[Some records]
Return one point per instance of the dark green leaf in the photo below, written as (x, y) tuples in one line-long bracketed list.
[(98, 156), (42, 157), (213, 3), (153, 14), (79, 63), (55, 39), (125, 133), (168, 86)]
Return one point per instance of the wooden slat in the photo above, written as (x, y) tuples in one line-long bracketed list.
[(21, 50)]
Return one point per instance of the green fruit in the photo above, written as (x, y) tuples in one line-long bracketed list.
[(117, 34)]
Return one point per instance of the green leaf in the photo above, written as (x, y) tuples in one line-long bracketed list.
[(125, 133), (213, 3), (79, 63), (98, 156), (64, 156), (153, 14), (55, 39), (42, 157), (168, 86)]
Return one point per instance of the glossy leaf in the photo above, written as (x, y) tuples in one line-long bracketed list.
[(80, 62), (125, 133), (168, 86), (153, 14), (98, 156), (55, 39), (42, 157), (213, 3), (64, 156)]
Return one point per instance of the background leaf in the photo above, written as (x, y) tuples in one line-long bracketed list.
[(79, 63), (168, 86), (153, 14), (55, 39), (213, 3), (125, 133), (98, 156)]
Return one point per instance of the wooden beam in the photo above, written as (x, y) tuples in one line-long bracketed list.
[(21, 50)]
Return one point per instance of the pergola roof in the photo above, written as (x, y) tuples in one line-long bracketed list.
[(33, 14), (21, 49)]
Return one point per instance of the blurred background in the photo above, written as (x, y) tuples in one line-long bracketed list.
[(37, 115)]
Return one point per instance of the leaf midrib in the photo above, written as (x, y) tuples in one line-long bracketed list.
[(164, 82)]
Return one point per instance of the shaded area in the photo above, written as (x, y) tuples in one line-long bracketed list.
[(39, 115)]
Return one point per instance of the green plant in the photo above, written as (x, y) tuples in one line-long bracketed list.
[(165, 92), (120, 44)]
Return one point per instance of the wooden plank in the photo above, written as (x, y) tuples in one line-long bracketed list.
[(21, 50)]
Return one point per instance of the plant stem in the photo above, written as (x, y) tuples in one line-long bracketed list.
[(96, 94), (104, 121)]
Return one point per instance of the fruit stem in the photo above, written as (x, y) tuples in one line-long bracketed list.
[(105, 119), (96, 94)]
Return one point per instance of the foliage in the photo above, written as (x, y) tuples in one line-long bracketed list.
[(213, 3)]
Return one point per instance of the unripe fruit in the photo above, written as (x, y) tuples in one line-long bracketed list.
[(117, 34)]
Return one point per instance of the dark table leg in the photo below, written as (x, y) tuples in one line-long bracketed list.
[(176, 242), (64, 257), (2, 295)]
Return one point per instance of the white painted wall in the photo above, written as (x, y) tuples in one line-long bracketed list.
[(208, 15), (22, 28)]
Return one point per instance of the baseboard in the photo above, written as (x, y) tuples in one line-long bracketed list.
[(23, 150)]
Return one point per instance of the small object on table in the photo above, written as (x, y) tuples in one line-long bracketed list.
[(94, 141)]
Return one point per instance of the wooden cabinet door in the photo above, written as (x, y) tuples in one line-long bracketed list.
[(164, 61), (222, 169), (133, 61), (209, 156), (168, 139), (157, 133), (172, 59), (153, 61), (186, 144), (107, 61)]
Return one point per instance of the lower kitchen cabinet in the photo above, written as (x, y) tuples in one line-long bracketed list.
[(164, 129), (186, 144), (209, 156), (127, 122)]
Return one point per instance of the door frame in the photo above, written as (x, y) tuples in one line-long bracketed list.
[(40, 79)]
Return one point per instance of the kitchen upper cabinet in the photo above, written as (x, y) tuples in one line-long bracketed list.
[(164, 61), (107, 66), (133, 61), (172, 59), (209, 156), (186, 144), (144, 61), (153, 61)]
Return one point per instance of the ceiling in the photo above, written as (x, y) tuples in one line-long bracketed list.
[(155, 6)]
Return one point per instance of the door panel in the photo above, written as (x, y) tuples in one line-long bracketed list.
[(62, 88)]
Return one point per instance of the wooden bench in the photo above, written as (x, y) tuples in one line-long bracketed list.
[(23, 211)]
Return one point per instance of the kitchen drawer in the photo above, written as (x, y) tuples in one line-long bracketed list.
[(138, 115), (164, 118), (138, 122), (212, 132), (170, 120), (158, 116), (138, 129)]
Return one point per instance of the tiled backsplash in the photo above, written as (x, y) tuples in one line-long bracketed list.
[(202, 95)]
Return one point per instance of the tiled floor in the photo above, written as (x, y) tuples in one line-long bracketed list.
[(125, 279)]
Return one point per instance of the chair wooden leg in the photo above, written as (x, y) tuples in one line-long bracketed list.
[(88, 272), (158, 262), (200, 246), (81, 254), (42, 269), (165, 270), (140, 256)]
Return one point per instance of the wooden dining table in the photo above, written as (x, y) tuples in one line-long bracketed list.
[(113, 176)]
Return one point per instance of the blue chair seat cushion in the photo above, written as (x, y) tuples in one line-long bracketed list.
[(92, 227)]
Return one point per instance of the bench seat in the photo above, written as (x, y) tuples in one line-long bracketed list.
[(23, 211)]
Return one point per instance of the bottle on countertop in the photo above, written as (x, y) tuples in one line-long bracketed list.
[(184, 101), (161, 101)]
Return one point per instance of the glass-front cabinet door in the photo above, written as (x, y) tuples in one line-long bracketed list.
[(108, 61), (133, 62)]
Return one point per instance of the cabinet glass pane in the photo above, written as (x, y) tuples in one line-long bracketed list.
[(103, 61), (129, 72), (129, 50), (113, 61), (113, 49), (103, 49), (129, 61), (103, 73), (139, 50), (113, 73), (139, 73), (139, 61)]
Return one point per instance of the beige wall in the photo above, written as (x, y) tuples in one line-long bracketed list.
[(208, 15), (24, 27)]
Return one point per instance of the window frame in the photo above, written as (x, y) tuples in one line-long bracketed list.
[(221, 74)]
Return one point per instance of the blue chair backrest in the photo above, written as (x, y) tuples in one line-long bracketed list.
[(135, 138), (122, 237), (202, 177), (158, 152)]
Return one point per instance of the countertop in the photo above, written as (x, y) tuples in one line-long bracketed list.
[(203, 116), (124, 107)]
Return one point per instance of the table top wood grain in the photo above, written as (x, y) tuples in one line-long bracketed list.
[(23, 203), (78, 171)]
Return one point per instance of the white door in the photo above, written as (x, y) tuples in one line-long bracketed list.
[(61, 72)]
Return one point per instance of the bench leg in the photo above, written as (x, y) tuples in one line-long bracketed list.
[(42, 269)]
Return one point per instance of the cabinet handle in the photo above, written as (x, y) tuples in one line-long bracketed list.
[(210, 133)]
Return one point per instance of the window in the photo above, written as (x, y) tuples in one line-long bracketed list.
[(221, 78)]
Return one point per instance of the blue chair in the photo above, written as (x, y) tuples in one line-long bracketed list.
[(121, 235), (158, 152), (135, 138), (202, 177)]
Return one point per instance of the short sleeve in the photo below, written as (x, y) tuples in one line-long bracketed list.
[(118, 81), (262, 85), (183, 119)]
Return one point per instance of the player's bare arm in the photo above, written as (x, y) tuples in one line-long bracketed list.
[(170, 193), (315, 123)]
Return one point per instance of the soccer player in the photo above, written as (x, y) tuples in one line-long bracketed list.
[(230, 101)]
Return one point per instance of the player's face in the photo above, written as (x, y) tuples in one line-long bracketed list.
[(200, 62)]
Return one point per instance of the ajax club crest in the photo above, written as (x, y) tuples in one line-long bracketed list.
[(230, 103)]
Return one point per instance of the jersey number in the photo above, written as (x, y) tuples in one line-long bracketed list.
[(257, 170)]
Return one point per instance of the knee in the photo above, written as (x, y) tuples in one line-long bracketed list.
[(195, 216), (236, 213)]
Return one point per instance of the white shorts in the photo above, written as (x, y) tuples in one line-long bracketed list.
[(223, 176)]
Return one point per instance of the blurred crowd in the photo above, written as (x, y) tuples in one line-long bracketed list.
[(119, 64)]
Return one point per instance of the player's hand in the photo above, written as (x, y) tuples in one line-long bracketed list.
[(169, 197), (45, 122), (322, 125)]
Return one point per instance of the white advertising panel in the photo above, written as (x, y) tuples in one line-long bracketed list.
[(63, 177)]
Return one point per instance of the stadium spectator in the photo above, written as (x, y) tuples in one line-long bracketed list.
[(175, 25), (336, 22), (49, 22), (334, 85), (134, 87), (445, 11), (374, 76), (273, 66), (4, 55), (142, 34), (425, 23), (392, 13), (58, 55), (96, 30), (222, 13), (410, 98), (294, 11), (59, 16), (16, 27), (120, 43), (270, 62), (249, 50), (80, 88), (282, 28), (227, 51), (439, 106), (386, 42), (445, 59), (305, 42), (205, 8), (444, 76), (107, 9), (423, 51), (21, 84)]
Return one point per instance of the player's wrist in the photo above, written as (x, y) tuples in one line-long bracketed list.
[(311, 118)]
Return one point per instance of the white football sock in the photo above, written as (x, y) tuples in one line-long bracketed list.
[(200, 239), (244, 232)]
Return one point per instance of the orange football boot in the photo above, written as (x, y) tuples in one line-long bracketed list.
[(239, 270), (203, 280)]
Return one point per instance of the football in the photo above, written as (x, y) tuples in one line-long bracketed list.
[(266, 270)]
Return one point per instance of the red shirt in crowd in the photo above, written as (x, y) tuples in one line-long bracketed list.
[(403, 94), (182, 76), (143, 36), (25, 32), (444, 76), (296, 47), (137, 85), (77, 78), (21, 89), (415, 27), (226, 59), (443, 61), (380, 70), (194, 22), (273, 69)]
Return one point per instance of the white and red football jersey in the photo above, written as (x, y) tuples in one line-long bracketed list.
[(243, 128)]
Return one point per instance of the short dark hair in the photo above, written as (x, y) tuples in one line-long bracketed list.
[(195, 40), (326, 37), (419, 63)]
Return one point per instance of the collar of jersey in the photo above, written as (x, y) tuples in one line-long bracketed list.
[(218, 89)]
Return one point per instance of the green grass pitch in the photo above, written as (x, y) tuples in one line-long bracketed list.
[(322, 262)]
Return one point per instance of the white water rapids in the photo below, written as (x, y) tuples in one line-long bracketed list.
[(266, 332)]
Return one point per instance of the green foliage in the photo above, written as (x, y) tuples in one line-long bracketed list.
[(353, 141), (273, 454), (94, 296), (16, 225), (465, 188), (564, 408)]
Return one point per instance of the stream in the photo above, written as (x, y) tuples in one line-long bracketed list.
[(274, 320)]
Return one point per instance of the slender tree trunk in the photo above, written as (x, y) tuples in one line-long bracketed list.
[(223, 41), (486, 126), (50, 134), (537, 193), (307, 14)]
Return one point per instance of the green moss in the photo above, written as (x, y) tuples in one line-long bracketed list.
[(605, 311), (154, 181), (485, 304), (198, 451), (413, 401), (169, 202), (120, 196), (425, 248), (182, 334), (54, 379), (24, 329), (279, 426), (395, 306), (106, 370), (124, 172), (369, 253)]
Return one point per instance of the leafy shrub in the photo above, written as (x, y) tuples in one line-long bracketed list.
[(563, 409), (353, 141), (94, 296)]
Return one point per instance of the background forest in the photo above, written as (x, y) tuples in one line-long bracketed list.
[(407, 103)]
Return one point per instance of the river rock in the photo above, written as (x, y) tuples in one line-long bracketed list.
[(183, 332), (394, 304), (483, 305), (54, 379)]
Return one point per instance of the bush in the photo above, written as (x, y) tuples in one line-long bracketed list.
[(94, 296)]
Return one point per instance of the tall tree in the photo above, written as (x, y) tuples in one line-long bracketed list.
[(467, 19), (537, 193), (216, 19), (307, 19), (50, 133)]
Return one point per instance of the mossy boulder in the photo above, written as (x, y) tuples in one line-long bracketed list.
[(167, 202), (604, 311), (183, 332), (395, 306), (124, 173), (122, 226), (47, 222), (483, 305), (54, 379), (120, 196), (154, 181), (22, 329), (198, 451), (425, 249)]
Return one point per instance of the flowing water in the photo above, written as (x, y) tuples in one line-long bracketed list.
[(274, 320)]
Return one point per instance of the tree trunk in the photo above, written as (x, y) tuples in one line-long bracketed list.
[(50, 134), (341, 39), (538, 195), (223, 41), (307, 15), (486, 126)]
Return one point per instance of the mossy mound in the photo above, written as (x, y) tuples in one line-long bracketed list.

What the exercise asks → Write out the rows again, from the line containing "Return one point per instance of the white football" down to the line containing "[(218, 89)]", replacing "jersey" with "shirt" and leaving everything else unchanged.

Finished answer →
Return one point per instance of the white football sock in the photo above, written as (x, y) tuples in one line-long bracketed list.
[(200, 239), (244, 232)]
Return one point per instance of the orange football boot in the photo above, written as (x, y) tuples in one line-long bracketed list.
[(239, 270), (203, 280)]
Return one point per instance of the football in the photo above, written as (x, y) tuples in one line-long bracketed list.
[(266, 270)]
Return one point per instance of the red shirt in crowd in the photo above, written as (x, y) tuples in one line-long bracketed list.
[(403, 94), (182, 76), (143, 36), (25, 32), (444, 76), (296, 47), (137, 85), (77, 78), (21, 89), (415, 27), (226, 59), (443, 61), (380, 70), (194, 22), (273, 69)]
Return one point per instance of the white and red football shirt in the photo above, written as (x, y) tuples in one line-long bracketed list.
[(243, 128)]
Return one point per instance of the short dark hair in the photo above, written as (x, y) tuples in one line-long bracketed list.
[(195, 40), (326, 37), (419, 63)]
Return one point per instance of the collar of shirt in the photo above, written as (x, y) tuples in one line-long bracketed list.
[(218, 89)]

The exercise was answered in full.